** VOTRE TÂCHE **
Selon l'article sur l'autoproduction électrique, sur quels points les décrets d'application de la loi 82-21 doivent-ils préciser les règles techniques et administratives ? Donnez-les tous.

====== BLOC DE TEXTE ======

Autoproduction électrique: un levier stratégique encore sous-exploité

Pour faire face à la flambée persistante des prix de l’électricité, le Maroc privilégie l’autoproduction, en particulier solaire, afin d’alléger la charge des ménages et de renforcer la compétitivité des entreprises.

Revue de presse Face à la hausse continue des prix de l’électricité, le Maroc mise sur l’autoproduction, notamment solaire, pour réduire la facture des ménages et améliorer la compétitivité des entreprises. Mais malgré une loi ambitieuse et un potentiel considérable, le secteur reste freiné par des obstacles réglementaires et financiers qui limitent son développement. Cet article est une revue de presse tirée de Finances News.

Le 05/10/2025 à 19h47

Alors que le Maroc s’est fixé pour objectif de réduire sa dépendance énergétique et de protéger ses ménages ainsi que ses industries contre la volatilité des prix, l’autoproduction électrique, en particulier via le solaire photovoltaïque, s’impose comme une piste prometteuse. «Cette solution permet aux particuliers, PME et industriels de produire eux-mêmes une partie de l’énergie qu’ils consomment, avec des gains potentiels aussi bien sur le plan économique que sur celui de la compétitivité», souligne le magazine Finances News Hebdo dans une analyse dédiée.

Promulguée en février 2023, la loi 82-21 devait marquer un tournant en instaurant un cadre clair pour la production décentralisée d’électricité. Mais plus d’un an et demi après, son application reste incomplète, lit-on, faute de décrets d’application. Ce retard a conduit le Conseil de la concurrence à alerter sur un paradoxe. Le Maroc dispose d’un outil puissant pour réduire ses coûts de production énergétique, mais celui-ci est encore largement sous-exploité.

D’après les estimations du Conseil, le développement de l’autoproduction, combiné à une régulation plus efficace, pourrait faire chuter le coût moyen du kilowattheure de 0,9 à 0,6 dirham. Un potentiel qui reste, pour l’instant, théorique.

Conscient de l’urgence, le ministère de la Transition énergétique a annoncé en juillet dernier l’imminente publication de quatre décrets d’application relatifs à la loi 82-21. Ces textes visent à préciser les règles techniques et administratives concernant l’installation, le raccordement, le stockage, l’écrêtement et la revente de l’électricité excédentaire.

Ils prévoient également l’instauration de compteurs intelligents et de certificats d’origine pour assurer la traçabilité de l’énergie produite. L’une des mesures les plus attendues est l’abaissement du seuil de puissance autorisée pour les industriels, de 20 MW à 5 MW. Une réforme qui permettrait à un plus grand nombre de PME d’investir dans l’autoproduction.

«En abaissant le seuil à 5 MW, de nombreuses PME industrielles pourront produire une partie de leur électricité. Cela se traduira directement par une baisse de la facture et donc par une meilleure compétitivité», souligne Anas El Bouyousfi, PDG d’Isolbox, cité par Finances News Hebdo.

====== DONNÉES FOURNIES ======

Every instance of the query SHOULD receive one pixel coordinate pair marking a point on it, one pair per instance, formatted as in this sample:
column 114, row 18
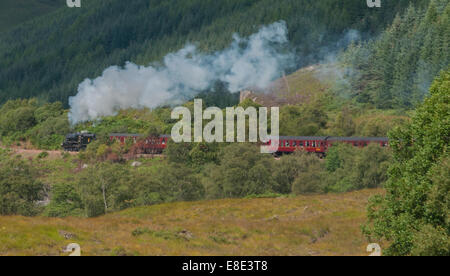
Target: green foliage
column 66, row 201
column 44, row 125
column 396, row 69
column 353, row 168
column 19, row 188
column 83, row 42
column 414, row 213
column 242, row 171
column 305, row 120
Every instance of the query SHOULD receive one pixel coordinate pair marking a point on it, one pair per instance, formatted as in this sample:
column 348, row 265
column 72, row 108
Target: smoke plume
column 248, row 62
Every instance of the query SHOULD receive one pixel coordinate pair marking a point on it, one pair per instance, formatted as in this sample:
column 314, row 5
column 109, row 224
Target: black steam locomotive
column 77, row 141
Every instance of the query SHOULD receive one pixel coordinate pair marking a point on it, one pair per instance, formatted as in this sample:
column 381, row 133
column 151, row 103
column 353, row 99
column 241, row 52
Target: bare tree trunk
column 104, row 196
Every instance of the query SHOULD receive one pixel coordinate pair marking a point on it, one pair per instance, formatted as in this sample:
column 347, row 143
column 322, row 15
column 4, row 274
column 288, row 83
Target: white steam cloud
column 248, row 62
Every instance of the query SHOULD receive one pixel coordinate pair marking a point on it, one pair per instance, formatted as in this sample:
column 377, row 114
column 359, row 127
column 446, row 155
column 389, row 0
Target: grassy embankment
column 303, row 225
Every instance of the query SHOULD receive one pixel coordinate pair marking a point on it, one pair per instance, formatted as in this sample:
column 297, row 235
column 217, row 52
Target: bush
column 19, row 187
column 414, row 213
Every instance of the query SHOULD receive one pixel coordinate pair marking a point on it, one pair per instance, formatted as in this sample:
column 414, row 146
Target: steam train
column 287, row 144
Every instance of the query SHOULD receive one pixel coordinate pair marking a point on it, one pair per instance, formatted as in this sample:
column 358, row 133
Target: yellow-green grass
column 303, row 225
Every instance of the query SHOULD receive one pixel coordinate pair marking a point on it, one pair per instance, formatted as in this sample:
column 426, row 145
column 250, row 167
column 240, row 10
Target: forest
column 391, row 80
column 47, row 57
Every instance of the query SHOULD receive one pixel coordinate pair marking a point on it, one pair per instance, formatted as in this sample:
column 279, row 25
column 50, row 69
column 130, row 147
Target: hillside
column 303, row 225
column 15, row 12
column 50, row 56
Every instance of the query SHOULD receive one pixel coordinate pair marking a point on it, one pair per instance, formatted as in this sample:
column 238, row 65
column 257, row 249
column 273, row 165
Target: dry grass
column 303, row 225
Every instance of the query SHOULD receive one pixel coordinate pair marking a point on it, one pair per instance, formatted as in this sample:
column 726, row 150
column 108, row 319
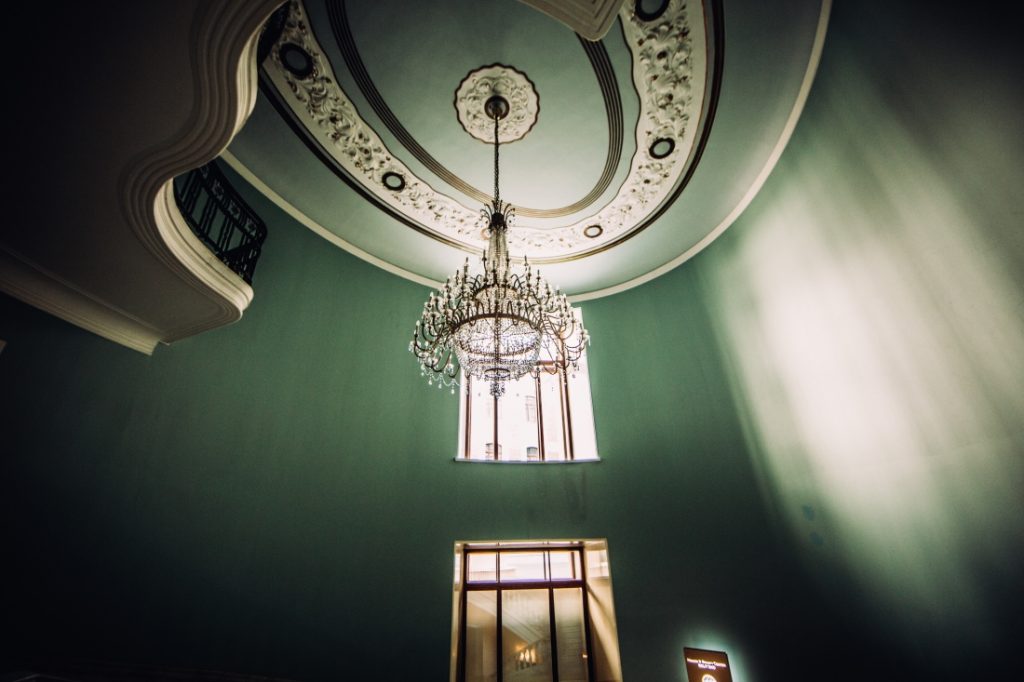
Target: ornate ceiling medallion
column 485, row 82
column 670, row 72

======
====== DONNÉES FOURNIES ======

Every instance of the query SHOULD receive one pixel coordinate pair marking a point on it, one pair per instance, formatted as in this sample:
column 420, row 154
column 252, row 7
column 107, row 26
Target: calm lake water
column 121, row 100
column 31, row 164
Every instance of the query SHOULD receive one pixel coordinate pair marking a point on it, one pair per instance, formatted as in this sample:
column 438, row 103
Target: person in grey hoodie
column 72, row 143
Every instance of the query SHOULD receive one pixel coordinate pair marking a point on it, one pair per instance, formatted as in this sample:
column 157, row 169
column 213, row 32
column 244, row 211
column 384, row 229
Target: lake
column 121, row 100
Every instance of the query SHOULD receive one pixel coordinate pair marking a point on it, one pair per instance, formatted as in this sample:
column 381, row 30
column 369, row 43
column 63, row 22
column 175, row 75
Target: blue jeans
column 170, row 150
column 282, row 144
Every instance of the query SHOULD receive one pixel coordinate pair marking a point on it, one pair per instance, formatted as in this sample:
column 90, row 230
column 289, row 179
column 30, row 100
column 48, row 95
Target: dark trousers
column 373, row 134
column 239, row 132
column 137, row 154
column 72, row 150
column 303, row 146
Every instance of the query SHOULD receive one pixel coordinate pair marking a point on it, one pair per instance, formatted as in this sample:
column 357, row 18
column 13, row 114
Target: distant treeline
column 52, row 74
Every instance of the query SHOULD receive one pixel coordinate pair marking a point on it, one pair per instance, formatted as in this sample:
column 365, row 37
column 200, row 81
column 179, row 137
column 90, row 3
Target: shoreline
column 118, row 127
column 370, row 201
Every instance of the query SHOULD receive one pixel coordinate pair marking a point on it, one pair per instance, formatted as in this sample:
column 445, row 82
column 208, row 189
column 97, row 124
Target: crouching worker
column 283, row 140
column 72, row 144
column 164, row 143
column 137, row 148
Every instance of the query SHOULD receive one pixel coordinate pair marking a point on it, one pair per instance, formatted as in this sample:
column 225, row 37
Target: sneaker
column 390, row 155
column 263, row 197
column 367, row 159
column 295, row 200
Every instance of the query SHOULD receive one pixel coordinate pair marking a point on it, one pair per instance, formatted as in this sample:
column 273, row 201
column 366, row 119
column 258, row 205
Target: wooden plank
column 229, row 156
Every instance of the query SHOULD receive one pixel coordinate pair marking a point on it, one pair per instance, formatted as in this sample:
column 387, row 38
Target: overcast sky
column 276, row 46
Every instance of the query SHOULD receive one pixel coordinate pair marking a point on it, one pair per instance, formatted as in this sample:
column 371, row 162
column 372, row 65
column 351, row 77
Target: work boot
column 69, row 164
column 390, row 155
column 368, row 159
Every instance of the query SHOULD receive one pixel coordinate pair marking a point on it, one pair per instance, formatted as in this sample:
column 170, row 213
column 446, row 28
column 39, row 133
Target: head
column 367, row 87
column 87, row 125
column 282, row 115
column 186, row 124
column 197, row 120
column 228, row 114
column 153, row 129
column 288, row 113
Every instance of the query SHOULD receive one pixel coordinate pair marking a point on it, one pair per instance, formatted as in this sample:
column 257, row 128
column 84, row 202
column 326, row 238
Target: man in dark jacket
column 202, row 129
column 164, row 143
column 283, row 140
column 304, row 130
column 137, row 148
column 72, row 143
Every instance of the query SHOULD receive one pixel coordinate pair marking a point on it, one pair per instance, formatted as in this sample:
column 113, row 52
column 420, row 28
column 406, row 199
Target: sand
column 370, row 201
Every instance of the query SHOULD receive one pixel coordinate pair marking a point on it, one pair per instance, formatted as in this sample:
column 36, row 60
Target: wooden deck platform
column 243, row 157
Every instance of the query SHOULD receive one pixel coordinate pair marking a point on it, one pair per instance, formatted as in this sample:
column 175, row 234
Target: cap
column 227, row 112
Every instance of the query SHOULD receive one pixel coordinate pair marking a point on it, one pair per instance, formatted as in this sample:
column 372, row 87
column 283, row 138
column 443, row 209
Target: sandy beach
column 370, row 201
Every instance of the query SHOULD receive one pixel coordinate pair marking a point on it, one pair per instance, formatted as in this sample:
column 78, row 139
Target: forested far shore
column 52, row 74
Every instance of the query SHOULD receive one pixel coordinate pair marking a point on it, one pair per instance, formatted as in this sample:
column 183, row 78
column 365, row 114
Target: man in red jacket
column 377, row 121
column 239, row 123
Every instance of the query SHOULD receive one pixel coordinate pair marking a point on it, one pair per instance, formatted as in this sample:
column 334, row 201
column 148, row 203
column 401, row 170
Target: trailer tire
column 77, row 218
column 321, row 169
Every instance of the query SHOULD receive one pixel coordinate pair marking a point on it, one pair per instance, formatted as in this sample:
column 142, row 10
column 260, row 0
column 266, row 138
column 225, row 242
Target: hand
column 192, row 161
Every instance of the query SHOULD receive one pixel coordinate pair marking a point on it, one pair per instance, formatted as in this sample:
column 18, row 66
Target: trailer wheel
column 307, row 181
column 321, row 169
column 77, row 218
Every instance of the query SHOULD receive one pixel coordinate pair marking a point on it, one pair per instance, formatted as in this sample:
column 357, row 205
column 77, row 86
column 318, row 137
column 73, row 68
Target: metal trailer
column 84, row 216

======
====== DONNÉES FOURNIES ======

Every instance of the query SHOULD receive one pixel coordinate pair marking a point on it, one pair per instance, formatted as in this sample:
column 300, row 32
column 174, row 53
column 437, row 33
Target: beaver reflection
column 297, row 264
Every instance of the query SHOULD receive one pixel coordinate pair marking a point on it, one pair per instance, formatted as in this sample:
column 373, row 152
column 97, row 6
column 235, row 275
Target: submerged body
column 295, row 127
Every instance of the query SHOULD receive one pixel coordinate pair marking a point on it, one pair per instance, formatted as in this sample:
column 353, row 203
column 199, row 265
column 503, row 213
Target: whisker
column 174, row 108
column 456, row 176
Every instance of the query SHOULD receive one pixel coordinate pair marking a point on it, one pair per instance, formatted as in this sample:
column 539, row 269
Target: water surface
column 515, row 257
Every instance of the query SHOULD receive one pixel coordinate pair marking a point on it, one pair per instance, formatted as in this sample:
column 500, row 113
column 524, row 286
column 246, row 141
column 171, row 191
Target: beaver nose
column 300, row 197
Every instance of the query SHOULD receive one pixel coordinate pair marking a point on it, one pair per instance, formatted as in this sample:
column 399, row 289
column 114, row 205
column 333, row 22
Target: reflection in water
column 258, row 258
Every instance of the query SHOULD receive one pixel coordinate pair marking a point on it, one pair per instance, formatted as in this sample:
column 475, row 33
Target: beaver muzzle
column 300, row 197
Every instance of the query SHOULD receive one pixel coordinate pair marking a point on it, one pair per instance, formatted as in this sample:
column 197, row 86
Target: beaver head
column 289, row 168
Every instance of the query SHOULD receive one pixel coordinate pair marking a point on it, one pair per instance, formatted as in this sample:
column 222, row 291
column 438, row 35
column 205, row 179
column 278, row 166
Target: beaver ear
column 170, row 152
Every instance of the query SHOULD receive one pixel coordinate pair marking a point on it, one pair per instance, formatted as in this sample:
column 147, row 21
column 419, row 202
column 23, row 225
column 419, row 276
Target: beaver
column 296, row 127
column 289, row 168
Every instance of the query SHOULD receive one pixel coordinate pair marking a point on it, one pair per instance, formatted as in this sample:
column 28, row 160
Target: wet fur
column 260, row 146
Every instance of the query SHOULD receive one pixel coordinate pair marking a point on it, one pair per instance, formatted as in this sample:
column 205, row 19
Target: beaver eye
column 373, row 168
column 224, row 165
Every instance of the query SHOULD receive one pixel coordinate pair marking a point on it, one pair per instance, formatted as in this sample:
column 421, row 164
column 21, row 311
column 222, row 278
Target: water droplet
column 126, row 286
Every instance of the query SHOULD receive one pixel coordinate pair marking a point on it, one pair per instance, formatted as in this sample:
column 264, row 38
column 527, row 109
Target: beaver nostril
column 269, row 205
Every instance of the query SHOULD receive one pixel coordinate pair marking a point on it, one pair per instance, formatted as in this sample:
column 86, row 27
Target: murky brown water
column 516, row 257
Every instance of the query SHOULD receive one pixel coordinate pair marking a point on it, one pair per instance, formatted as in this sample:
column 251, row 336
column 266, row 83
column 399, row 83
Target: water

======

** RÉPONSE **
- l'installation
- le raccordement
- le stockage
- l'écrêtement
- la revente de l'électricité excédentaire